Start Listing

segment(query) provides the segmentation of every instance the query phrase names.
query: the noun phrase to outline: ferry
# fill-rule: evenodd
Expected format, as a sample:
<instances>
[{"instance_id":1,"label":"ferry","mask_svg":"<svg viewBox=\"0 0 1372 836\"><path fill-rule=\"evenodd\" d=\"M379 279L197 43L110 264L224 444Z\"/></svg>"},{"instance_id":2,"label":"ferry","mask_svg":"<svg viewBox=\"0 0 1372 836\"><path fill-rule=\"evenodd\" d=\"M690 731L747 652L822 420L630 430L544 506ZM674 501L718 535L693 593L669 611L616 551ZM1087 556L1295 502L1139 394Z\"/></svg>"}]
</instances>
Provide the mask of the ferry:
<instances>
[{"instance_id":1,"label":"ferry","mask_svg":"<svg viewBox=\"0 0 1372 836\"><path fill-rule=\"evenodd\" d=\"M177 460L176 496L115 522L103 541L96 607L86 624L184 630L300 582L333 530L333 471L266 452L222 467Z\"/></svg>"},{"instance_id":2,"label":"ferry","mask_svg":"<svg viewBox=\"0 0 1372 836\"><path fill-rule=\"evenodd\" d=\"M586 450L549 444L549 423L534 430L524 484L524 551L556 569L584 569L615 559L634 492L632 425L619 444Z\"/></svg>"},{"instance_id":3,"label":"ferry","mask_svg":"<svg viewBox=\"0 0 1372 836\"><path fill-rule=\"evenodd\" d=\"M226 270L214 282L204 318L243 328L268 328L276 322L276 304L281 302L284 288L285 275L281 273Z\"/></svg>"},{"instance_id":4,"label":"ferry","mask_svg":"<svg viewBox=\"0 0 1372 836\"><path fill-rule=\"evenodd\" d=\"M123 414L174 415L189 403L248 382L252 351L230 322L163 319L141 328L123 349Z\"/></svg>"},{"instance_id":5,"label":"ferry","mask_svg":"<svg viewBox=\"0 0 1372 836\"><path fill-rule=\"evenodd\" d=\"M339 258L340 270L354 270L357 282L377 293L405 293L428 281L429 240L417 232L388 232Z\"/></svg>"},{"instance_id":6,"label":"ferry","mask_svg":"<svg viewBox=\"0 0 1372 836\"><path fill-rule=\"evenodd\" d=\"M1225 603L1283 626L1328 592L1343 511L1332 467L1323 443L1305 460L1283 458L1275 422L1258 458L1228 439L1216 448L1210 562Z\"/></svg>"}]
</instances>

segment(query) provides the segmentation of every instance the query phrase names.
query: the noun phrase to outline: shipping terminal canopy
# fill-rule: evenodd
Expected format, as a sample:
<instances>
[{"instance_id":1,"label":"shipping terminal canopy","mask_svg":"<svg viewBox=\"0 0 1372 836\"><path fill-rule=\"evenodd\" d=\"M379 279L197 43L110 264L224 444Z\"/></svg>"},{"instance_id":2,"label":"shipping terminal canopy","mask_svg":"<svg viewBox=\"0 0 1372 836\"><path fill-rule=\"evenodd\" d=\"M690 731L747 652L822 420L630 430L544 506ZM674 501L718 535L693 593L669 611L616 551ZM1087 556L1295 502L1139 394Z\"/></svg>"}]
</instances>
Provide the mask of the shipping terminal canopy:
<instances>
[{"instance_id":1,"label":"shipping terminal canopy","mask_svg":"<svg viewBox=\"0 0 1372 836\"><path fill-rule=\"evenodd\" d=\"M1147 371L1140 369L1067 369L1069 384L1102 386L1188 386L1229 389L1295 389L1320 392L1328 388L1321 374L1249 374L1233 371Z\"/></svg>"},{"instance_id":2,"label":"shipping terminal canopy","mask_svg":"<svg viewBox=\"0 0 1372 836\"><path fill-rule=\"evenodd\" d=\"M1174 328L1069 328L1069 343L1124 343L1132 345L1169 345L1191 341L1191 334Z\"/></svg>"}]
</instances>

End Listing

Reproduce the listing above verbatim, from first line to last.

■ **Result**:
segment(query) provides the segmentation of every instance the query phrase names.
query: the noun phrase to outline: ferry
# fill-rule: evenodd
Expected format, as a sample:
<instances>
[{"instance_id":1,"label":"ferry","mask_svg":"<svg viewBox=\"0 0 1372 836\"><path fill-rule=\"evenodd\" d=\"M379 279L197 43L110 264L224 444Z\"/></svg>"},{"instance_id":2,"label":"ferry","mask_svg":"<svg viewBox=\"0 0 1372 836\"><path fill-rule=\"evenodd\" d=\"M690 731L747 652L822 420L630 430L544 506ZM674 501L718 535L693 593L669 611L616 551ZM1087 556L1295 502L1139 394Z\"/></svg>"}]
</instances>
Provide the mask of the ferry:
<instances>
[{"instance_id":1,"label":"ferry","mask_svg":"<svg viewBox=\"0 0 1372 836\"><path fill-rule=\"evenodd\" d=\"M177 460L176 496L115 522L103 541L96 607L86 624L184 630L300 582L333 530L333 471L266 452L222 467Z\"/></svg>"},{"instance_id":2,"label":"ferry","mask_svg":"<svg viewBox=\"0 0 1372 836\"><path fill-rule=\"evenodd\" d=\"M586 450L549 444L549 423L534 430L524 484L524 551L556 569L584 569L615 559L634 492L632 425L619 444Z\"/></svg>"},{"instance_id":3,"label":"ferry","mask_svg":"<svg viewBox=\"0 0 1372 836\"><path fill-rule=\"evenodd\" d=\"M226 270L214 282L204 318L243 328L268 328L276 322L276 304L281 302L284 288L285 275L281 273Z\"/></svg>"},{"instance_id":4,"label":"ferry","mask_svg":"<svg viewBox=\"0 0 1372 836\"><path fill-rule=\"evenodd\" d=\"M123 414L174 415L189 403L248 382L252 351L230 322L163 319L141 328L123 349Z\"/></svg>"},{"instance_id":5,"label":"ferry","mask_svg":"<svg viewBox=\"0 0 1372 836\"><path fill-rule=\"evenodd\" d=\"M339 258L340 270L354 270L357 282L377 293L405 293L428 281L429 240L417 232L388 232Z\"/></svg>"},{"instance_id":6,"label":"ferry","mask_svg":"<svg viewBox=\"0 0 1372 836\"><path fill-rule=\"evenodd\" d=\"M1225 603L1283 626L1328 592L1343 511L1332 467L1323 443L1305 460L1283 458L1275 422L1258 458L1228 439L1216 448L1210 562Z\"/></svg>"}]
</instances>

segment(query) provides the segmentation of every instance the query phrase names.
query: the noun phrase to outline: shipping terminal canopy
# fill-rule: evenodd
Expected format, as a sample:
<instances>
[{"instance_id":1,"label":"shipping terminal canopy","mask_svg":"<svg viewBox=\"0 0 1372 836\"><path fill-rule=\"evenodd\" d=\"M379 279L197 43L110 264L224 444Z\"/></svg>"},{"instance_id":2,"label":"shipping terminal canopy","mask_svg":"<svg viewBox=\"0 0 1372 836\"><path fill-rule=\"evenodd\" d=\"M690 731L747 652L822 420L630 430L544 506ZM674 501L718 535L693 593L669 611L616 551ZM1087 556L1295 502L1139 394Z\"/></svg>"}]
</instances>
Provide the mask of the shipping terminal canopy:
<instances>
[{"instance_id":1,"label":"shipping terminal canopy","mask_svg":"<svg viewBox=\"0 0 1372 836\"><path fill-rule=\"evenodd\" d=\"M1147 371L1140 369L1067 369L1069 384L1102 386L1188 386L1229 389L1295 389L1320 392L1328 388L1321 374L1249 374L1233 371Z\"/></svg>"},{"instance_id":2,"label":"shipping terminal canopy","mask_svg":"<svg viewBox=\"0 0 1372 836\"><path fill-rule=\"evenodd\" d=\"M1174 328L1069 328L1069 343L1124 343L1132 345L1169 345L1191 341L1191 334Z\"/></svg>"}]
</instances>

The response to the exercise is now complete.